— START Available records —

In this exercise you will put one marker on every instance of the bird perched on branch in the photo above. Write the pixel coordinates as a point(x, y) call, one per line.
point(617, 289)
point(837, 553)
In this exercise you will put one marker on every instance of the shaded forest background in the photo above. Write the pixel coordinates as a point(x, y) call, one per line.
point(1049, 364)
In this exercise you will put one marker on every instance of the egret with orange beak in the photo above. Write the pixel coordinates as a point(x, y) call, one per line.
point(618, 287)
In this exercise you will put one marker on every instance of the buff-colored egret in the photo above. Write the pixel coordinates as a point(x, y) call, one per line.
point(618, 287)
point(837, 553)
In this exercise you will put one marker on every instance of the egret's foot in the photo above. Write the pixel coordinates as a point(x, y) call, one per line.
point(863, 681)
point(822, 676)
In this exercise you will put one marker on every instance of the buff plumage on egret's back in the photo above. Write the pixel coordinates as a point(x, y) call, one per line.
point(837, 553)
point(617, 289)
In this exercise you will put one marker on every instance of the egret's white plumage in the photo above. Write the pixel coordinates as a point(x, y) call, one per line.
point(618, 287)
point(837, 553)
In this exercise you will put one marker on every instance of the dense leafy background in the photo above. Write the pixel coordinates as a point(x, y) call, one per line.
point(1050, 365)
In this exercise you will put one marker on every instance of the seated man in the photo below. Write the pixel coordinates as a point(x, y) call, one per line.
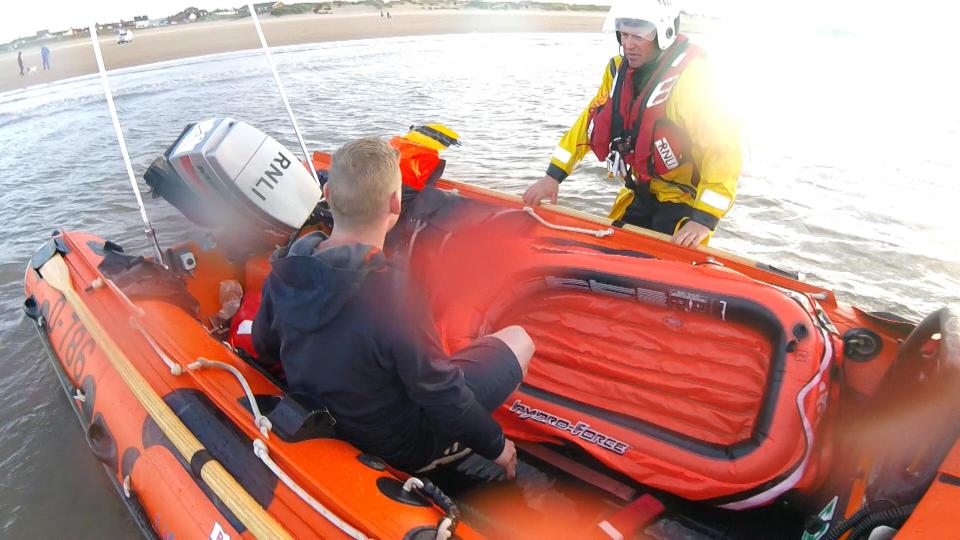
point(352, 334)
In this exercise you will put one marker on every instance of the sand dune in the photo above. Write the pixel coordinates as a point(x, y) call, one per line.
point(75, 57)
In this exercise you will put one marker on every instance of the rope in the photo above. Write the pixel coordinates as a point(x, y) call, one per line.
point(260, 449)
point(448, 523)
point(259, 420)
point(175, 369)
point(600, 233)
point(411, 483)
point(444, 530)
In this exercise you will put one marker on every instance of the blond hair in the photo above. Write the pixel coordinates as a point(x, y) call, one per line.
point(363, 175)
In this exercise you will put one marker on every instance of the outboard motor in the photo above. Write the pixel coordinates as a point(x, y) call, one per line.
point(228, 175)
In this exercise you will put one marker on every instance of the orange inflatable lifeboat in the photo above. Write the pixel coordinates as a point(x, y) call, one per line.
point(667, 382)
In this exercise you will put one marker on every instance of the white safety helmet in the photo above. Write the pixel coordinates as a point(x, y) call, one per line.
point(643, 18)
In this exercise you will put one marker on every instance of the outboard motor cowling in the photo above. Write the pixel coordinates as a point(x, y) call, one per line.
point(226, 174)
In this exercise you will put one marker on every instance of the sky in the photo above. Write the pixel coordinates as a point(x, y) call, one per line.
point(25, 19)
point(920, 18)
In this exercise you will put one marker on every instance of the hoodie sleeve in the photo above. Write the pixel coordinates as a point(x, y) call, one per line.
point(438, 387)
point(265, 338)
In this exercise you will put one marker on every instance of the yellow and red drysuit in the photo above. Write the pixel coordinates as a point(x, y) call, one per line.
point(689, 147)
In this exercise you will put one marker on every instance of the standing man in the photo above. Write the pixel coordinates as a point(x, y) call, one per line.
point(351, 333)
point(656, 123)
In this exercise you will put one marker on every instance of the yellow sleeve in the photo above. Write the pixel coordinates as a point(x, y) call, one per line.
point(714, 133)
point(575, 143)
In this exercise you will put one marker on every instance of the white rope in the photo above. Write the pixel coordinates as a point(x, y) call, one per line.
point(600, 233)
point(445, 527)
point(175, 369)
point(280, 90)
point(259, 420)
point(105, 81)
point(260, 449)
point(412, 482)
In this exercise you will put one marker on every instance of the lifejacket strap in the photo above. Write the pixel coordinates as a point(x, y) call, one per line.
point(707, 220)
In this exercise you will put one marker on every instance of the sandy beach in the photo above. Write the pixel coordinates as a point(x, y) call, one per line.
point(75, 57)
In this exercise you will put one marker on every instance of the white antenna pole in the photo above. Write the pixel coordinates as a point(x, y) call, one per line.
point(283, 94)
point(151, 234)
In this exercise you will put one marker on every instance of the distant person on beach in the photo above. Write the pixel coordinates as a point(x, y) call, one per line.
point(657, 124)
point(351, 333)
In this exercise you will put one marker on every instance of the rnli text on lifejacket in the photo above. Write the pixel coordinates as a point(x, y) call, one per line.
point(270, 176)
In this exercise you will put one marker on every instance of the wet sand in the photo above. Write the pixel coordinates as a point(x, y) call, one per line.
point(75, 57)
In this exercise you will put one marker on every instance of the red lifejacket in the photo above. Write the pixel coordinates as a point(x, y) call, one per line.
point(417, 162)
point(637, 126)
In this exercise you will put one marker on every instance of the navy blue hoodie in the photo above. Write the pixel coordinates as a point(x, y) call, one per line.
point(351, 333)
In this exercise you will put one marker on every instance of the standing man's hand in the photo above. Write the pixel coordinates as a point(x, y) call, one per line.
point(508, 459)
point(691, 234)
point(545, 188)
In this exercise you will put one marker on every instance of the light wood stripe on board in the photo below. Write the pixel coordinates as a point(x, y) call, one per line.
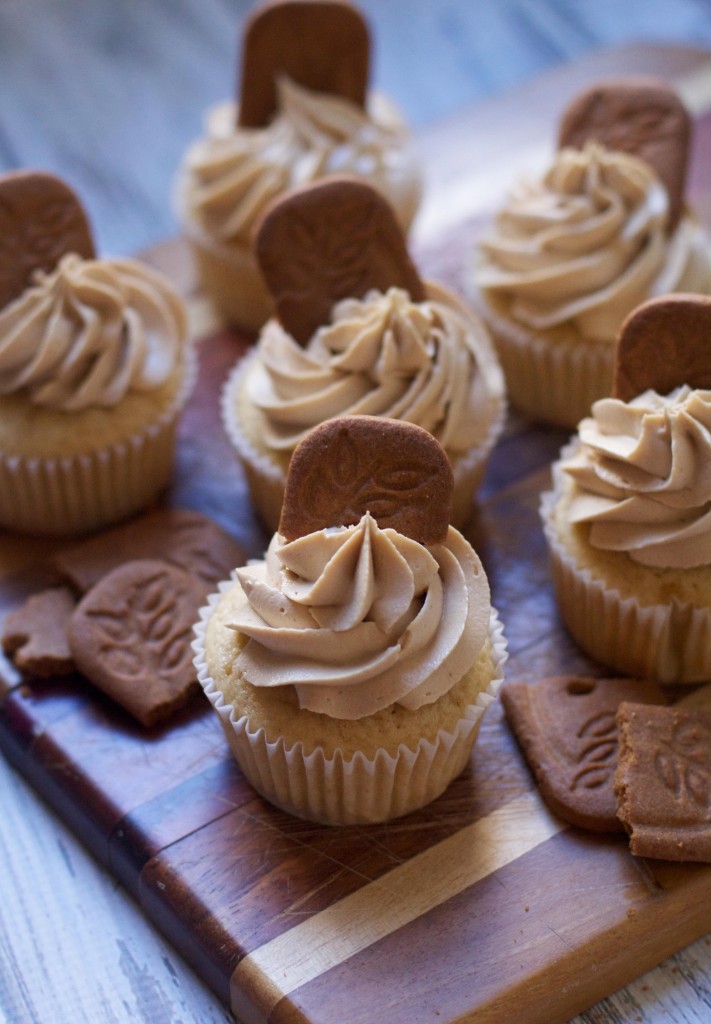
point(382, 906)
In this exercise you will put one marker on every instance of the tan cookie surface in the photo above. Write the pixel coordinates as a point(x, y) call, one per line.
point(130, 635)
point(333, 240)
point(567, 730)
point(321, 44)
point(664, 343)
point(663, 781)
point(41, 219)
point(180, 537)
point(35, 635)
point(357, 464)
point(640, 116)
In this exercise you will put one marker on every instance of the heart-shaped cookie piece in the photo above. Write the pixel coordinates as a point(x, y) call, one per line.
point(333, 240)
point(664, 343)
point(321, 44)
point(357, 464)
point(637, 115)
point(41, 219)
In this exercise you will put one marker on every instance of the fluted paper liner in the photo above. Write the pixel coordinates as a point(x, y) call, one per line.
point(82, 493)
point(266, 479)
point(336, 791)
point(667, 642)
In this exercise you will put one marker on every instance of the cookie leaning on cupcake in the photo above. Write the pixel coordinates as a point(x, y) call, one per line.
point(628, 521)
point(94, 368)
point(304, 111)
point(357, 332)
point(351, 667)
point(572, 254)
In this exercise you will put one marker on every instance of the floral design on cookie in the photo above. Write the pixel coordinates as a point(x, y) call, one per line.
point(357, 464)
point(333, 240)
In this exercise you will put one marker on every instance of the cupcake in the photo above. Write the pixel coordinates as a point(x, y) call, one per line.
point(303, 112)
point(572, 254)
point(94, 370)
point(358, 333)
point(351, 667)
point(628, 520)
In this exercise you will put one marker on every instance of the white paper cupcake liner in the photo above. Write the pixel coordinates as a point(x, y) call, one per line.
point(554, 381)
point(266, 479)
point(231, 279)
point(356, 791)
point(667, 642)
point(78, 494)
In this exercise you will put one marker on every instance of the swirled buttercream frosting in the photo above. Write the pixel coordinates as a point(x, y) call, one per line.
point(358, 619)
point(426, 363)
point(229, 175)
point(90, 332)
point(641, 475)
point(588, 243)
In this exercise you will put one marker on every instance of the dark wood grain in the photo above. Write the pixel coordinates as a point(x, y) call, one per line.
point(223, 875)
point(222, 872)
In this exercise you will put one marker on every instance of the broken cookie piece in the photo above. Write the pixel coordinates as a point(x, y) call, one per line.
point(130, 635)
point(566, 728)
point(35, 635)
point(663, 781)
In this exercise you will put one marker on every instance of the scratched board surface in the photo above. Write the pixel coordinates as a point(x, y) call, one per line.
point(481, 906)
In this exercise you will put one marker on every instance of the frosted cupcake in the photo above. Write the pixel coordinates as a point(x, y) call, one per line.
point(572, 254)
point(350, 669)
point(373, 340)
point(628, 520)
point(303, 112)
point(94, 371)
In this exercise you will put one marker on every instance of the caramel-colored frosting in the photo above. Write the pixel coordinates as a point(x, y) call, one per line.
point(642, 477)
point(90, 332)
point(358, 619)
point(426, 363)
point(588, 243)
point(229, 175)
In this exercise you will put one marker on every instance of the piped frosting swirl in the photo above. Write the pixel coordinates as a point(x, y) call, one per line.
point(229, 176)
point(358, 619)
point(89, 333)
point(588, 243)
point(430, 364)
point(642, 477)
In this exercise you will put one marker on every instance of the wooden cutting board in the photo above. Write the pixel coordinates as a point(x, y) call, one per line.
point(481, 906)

— END Available records —
— START Available records —

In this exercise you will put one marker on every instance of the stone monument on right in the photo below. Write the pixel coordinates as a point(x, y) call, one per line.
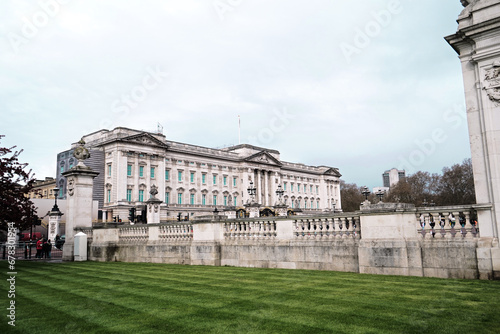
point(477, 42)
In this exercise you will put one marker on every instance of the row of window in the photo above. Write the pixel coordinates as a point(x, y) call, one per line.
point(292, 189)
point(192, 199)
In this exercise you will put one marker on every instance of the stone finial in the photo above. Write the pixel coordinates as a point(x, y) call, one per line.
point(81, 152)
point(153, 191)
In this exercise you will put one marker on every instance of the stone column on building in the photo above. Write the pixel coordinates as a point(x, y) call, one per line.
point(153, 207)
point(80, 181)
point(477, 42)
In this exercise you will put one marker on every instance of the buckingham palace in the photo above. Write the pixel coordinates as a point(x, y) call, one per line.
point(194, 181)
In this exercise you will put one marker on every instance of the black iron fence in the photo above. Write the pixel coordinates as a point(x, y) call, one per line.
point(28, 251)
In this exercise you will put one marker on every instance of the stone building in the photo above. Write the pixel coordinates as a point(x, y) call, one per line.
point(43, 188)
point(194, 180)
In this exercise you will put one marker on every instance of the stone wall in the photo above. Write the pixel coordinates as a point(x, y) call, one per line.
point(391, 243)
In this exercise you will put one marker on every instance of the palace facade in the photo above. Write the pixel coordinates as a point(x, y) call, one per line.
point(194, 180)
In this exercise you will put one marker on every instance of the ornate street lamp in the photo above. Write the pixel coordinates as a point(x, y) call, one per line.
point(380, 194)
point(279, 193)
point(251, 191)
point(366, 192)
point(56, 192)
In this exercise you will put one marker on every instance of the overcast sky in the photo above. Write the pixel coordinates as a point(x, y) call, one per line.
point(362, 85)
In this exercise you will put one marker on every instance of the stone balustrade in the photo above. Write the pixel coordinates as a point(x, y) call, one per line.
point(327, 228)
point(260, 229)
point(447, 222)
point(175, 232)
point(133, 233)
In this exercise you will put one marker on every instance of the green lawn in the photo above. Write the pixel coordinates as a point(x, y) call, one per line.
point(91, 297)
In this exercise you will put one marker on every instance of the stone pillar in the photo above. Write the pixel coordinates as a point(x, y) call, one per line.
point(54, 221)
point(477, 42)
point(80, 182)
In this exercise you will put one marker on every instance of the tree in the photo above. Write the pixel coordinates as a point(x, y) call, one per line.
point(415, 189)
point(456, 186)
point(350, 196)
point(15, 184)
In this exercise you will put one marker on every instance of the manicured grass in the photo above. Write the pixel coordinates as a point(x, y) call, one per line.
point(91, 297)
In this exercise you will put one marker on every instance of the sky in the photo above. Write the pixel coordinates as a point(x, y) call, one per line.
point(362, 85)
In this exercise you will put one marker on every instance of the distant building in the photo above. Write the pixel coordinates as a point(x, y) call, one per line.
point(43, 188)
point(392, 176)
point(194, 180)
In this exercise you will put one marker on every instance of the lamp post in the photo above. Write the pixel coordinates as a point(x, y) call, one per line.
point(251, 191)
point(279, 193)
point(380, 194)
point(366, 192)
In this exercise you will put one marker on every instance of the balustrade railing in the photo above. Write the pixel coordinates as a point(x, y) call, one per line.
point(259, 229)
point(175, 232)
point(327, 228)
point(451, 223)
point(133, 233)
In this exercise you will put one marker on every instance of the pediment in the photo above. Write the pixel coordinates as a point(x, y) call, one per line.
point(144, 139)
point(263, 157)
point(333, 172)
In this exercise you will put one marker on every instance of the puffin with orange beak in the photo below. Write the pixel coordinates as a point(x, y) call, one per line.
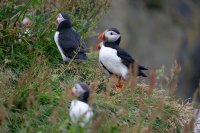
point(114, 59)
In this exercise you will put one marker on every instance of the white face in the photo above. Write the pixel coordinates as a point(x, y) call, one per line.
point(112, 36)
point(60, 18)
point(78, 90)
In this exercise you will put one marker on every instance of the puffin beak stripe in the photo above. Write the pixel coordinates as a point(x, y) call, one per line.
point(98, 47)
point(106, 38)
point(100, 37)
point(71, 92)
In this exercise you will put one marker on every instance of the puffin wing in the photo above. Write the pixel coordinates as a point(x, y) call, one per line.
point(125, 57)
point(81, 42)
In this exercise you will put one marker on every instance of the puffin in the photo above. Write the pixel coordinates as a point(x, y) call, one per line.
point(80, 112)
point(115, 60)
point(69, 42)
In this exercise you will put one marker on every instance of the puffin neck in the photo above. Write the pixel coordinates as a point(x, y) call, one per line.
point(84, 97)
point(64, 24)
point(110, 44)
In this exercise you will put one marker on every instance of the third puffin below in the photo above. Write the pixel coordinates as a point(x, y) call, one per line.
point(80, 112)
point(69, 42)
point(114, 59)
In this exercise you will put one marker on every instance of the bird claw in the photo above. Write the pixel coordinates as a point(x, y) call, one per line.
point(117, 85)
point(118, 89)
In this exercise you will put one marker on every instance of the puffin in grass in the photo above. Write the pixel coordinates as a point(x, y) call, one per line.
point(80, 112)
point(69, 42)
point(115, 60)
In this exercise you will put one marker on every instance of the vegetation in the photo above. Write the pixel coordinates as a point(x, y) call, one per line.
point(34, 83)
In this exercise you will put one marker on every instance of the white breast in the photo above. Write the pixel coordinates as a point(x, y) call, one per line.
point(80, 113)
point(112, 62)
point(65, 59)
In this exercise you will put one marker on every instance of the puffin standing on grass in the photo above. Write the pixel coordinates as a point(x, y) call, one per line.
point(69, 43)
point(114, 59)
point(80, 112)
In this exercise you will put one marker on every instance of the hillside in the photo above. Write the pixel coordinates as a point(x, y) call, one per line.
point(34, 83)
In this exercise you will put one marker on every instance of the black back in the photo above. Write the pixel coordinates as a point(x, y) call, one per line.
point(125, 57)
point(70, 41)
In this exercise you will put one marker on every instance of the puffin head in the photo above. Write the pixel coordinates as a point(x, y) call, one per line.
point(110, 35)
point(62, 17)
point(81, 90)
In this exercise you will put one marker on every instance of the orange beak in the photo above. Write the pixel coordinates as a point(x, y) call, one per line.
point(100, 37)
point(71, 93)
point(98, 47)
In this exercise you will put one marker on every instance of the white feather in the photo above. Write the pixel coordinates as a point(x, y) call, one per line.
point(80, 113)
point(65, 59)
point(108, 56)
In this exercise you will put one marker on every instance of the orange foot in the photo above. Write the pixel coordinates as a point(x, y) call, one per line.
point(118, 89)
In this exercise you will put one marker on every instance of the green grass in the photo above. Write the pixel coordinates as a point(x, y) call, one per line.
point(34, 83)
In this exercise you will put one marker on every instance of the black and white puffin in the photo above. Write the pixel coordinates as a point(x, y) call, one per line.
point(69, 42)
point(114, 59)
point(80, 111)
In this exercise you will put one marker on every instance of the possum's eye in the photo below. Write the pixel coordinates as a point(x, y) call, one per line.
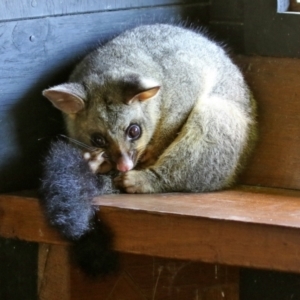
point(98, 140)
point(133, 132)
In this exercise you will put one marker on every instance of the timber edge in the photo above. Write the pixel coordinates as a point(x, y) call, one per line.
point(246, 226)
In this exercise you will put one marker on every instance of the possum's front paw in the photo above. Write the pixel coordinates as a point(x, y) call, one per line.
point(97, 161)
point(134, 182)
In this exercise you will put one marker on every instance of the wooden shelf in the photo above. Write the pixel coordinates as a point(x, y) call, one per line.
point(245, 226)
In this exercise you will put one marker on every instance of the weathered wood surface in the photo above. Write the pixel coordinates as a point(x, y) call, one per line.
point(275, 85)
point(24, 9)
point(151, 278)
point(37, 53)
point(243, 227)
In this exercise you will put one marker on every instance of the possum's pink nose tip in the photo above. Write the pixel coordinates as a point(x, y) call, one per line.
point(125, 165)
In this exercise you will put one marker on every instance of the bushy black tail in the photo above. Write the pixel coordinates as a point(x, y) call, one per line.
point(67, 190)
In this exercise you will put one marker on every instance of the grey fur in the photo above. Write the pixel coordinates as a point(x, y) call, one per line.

— END Available records —

Aim of the exercise -
Return every line of the items above that contains the word "branch", copying each one in full.

Solved exercise -
In this exercise you will put one marker on every instance of the bird perched on branch in the photo above. Write the pixel coordinates as a point(x, y) call, one per line.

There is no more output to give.